§ **Stated goal**
Please collect every line of the listing that contains the word "roof" and copy each one.

§ **Given records**

┌────────

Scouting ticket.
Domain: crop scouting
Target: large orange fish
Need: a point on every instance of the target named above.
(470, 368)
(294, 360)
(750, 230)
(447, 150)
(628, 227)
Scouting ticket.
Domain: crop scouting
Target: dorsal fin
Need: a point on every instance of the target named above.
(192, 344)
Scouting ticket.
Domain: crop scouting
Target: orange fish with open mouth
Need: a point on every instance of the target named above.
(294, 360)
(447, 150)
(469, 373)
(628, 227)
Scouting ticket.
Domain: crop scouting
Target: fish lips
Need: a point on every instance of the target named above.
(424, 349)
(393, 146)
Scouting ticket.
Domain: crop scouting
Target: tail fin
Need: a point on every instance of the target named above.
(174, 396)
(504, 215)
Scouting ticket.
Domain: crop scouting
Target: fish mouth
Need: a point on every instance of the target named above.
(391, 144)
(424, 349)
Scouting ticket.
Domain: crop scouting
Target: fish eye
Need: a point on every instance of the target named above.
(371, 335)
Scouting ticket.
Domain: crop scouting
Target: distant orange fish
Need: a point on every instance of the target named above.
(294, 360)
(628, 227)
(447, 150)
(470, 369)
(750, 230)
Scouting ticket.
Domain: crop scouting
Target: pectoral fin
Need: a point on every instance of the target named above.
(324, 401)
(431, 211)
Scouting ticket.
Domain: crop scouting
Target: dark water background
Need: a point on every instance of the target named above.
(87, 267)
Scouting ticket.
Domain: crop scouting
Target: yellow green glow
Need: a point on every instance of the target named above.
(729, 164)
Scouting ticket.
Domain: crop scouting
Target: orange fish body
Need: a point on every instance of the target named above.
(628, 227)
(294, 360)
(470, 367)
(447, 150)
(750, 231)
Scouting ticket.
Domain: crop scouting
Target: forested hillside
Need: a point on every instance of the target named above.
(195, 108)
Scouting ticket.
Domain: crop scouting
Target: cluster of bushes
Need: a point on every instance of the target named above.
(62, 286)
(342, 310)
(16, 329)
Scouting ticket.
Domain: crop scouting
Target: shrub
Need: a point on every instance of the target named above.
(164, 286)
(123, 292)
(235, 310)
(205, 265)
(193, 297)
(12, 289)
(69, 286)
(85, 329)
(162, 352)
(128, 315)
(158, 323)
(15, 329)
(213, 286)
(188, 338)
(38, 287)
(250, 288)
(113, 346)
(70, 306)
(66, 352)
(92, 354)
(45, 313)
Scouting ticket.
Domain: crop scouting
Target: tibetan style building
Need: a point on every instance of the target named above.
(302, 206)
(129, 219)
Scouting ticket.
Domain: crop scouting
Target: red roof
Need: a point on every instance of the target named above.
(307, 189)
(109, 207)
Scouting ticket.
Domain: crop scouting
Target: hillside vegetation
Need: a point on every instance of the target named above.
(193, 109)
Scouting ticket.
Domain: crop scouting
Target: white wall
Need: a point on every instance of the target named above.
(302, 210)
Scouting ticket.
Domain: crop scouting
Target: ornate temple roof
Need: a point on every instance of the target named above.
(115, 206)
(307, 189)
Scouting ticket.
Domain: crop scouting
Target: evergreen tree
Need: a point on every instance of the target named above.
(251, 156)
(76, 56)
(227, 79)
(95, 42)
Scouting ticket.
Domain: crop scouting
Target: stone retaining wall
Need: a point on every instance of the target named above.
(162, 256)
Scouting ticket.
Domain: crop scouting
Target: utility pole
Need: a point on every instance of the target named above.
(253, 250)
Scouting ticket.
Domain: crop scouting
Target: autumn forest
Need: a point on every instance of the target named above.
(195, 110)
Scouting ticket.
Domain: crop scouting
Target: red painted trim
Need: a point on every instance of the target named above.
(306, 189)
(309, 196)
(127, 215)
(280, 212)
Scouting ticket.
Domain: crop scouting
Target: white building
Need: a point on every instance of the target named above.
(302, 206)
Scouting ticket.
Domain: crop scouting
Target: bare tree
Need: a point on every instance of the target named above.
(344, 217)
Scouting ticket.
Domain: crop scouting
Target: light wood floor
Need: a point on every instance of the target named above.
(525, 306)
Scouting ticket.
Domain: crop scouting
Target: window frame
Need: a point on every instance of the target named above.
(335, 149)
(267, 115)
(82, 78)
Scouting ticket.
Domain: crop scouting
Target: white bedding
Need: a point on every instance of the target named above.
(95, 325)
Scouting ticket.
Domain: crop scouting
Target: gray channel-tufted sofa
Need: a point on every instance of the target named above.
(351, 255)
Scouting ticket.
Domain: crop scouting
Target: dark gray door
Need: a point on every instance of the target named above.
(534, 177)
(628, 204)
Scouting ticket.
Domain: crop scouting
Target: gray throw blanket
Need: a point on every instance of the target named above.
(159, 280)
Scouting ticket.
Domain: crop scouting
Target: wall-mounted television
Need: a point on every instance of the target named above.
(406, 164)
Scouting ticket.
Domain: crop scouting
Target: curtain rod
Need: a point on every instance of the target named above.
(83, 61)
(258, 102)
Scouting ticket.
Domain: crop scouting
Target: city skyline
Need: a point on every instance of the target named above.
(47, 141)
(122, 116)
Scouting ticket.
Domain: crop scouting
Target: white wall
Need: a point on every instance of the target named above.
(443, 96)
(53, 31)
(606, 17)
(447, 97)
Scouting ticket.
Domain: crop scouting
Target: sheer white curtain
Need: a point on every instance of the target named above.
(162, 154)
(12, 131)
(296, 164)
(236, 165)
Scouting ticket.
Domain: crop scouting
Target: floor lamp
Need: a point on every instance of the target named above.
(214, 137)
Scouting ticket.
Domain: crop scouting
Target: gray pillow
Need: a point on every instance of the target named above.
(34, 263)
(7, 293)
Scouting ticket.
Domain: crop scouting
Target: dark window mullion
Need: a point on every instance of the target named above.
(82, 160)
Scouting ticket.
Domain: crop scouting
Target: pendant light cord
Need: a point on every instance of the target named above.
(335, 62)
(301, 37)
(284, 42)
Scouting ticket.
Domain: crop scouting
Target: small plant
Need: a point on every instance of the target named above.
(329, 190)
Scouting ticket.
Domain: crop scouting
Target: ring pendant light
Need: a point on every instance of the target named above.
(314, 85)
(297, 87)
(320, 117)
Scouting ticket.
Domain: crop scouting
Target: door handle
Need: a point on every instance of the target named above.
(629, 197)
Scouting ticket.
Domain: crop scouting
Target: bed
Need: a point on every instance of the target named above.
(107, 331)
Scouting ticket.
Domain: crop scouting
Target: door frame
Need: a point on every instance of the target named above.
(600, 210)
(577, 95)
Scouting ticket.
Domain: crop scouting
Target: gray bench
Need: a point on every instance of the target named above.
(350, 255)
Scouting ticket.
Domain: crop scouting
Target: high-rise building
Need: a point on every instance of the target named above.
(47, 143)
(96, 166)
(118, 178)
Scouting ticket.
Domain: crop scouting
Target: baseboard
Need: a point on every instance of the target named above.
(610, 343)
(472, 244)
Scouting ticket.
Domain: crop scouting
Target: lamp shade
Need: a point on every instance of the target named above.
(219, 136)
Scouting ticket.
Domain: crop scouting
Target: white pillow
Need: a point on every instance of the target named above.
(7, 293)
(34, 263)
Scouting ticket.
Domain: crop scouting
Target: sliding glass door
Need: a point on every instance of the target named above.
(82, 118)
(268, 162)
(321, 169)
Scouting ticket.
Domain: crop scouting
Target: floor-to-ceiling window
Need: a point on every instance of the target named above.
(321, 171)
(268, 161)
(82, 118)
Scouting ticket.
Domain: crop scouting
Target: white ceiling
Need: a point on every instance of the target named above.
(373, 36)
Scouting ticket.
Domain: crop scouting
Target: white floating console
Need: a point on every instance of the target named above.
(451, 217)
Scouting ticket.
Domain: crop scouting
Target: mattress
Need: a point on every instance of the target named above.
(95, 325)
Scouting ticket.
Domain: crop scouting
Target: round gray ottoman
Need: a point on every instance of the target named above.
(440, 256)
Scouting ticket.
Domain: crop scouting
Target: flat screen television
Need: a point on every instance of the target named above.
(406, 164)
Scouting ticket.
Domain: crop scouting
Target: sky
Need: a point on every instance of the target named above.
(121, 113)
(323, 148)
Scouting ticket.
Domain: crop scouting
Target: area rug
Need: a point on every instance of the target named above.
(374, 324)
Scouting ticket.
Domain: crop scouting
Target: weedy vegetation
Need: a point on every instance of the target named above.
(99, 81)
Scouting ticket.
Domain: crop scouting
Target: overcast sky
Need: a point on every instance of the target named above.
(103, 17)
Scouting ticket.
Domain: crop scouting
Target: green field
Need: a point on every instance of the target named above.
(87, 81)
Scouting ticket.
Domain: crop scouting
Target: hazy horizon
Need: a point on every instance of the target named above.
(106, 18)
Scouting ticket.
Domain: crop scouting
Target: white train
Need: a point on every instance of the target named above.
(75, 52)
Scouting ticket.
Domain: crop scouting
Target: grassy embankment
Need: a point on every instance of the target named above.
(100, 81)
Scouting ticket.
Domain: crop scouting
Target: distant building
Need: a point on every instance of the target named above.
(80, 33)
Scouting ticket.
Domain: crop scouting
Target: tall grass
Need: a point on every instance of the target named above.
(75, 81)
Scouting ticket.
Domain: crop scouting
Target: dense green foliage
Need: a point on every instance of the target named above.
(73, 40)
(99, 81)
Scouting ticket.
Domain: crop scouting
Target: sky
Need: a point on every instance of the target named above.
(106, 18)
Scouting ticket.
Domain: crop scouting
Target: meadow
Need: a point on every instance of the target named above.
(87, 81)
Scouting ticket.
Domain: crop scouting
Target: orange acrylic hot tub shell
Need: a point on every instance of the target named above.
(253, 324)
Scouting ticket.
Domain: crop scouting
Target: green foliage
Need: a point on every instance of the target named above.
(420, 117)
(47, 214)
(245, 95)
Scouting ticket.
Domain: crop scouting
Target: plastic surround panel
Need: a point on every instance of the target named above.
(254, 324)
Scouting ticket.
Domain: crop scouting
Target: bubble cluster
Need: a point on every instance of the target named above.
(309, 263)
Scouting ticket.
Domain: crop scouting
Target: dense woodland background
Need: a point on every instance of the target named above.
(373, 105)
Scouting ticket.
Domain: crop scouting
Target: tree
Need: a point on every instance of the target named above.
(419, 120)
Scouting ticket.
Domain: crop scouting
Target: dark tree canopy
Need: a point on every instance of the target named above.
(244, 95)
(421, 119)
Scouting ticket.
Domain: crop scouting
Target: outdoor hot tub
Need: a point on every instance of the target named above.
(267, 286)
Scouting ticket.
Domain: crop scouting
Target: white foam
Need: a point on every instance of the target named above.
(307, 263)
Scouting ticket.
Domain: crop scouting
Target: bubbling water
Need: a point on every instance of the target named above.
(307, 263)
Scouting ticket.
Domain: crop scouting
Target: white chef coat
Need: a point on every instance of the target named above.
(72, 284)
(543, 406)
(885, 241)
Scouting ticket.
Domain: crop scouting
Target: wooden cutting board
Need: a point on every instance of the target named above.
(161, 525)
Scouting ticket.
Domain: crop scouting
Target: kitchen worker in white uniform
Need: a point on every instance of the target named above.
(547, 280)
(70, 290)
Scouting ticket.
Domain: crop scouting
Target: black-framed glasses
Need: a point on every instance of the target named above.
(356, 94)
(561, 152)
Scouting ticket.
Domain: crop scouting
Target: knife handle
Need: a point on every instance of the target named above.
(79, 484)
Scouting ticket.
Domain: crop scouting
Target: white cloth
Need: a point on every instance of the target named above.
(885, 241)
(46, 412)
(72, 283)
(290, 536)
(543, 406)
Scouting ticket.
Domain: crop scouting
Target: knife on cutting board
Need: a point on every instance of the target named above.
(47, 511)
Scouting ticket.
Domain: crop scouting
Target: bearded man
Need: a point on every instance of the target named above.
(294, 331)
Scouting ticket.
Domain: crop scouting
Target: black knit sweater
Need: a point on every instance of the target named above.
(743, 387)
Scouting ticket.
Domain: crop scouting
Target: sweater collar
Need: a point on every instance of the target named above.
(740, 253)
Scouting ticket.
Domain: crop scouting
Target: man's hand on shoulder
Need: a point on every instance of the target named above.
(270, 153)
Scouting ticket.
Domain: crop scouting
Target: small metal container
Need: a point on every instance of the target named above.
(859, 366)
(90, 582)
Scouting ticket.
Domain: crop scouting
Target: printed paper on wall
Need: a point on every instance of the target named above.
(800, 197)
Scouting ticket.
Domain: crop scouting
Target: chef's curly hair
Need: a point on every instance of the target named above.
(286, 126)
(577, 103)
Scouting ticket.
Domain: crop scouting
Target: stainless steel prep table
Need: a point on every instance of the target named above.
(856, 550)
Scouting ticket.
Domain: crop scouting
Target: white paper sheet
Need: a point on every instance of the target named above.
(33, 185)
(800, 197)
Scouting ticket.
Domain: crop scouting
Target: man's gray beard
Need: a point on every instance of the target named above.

└────────

§ **Completed exercise**
Target: red roof
Target: ornate temple roof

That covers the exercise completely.